Given text: Begin
Teleportation – Crawl, Walk, Run

Recently, I had a conversation with some kids about Star Trek teleportation. How long would it be before it would really be possible? I argued that this is an evolving technology and in fact we’ve been doing it for years. It’s just incremental.

Ok, maybe I’m not talking about their Star Trek version yet. But if you see it as baby steps, you may be surprised – we’ve come pretty far. This doesn’t even touch on recent work in Quantum teleportation.

We do teleportation all the time and don’t even think about it.
We deconstruct a physical analogue into digital information (or media), then send it via cell phone or email to some location and the data is recompiled back into the analogue representation. Here are some examples:

Let’s just start with the fax. It’s actually an interesting history. In 1842 Alexander Bain, a Scottish philosopher and psychologist invented the first fax machine. Yup crude, but technology improved and by 1924 publishers began using faxes to transmit documents and photos. Then digital fax, and by the ’70s & ’80s they are everywhere and cheap.

Digital photography It began with low resolution, then the digital information starts to approach the physical grain of the original. Now, nearly all the pros use digital cameras and simply send copies to recompile their pristine images.
Given text: End
Supplied data: Begin
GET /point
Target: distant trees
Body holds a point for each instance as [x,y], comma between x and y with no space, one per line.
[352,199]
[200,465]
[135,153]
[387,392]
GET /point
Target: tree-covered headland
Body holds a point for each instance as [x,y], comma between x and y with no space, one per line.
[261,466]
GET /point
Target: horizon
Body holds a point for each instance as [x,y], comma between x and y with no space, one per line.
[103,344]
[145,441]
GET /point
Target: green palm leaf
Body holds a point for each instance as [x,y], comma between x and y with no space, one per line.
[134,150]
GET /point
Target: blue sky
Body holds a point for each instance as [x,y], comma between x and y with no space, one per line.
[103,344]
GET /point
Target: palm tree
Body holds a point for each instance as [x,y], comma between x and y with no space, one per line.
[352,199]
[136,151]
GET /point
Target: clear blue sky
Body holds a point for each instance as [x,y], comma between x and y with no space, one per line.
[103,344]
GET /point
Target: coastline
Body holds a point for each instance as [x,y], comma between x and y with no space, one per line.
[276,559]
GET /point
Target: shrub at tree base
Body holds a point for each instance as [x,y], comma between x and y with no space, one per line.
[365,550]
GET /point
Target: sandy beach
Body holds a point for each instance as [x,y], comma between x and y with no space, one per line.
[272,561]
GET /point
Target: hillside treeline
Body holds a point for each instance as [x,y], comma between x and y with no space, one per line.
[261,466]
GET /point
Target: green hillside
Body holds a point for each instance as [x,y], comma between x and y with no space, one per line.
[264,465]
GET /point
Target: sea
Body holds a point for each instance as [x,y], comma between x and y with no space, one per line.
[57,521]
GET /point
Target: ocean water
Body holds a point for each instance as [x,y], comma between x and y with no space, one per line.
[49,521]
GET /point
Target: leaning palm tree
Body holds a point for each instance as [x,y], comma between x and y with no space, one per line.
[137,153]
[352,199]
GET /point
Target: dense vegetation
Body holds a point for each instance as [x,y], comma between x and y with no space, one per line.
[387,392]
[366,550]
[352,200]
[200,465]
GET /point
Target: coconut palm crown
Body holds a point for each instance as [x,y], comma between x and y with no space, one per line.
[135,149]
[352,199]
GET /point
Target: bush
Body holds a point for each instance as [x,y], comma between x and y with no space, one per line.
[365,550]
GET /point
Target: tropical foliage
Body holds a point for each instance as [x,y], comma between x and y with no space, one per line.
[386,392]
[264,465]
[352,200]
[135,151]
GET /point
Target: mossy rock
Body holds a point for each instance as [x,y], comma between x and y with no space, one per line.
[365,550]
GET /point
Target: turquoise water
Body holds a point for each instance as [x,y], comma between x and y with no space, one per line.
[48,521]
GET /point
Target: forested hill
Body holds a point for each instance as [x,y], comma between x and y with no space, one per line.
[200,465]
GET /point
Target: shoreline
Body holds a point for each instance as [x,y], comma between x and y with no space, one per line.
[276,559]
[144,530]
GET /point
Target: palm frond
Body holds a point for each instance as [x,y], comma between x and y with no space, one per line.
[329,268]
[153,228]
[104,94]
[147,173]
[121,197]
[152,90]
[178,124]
Supplied data: End
Supplied data: Begin
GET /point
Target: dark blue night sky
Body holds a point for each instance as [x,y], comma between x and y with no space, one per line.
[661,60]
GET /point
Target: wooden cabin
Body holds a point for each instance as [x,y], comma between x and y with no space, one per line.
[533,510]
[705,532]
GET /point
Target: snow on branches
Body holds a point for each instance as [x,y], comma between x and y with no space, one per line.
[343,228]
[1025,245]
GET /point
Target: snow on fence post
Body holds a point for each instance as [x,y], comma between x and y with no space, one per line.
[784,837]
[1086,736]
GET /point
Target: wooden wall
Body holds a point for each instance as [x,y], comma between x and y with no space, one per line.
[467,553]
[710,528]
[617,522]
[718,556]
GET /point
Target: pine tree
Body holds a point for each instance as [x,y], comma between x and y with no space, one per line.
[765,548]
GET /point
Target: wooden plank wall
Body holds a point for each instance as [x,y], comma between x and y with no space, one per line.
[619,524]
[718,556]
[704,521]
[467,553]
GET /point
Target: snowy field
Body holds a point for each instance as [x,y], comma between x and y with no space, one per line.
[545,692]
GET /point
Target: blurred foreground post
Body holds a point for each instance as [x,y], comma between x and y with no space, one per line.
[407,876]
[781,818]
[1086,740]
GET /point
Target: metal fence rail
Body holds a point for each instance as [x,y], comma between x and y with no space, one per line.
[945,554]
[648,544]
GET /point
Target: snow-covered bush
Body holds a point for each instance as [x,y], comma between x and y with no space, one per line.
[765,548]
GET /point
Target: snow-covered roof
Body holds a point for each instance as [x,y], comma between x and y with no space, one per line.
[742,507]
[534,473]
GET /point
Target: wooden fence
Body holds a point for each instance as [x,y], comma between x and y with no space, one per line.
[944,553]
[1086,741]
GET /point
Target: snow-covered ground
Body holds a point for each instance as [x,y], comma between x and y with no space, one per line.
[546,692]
Supplied data: End
# Work request 1
List every year or decade named in the teleportation text.
# Work request 2
Answer these questions from the teleportation text:
(a) What show's version of teleportation came up in the conversation with some kids?
(b) What nationality is Alexander Bain given?
(c) By 1924, what did publishers begin using faxes to transmit?
# Work request 3
Say whether each statement agrees with the teleportation text, and quote the words that decide it.
(a) Alexander Bain invented the first fax machine in 1924.
(b) Nearly all professional photographers now use digital cameras.
(c) The text discusses recent work in quantum teleportation.

# Worked solution 1
1842
1924
the ’70s
the ’80s

# Worked solution 2
(a) Star Trek.
(b) Scottish.
(c) Documents and photos.

# Worked solution 3
(a) No: "In 1842 Alexander Bain, a Scottish philosopher and psychologist invented the first fax machine."
(b) Yes: "Now, nearly all the pros use digital cameras"
(c) No: "This doesn’t even touch on recent work in Quantum teleportation."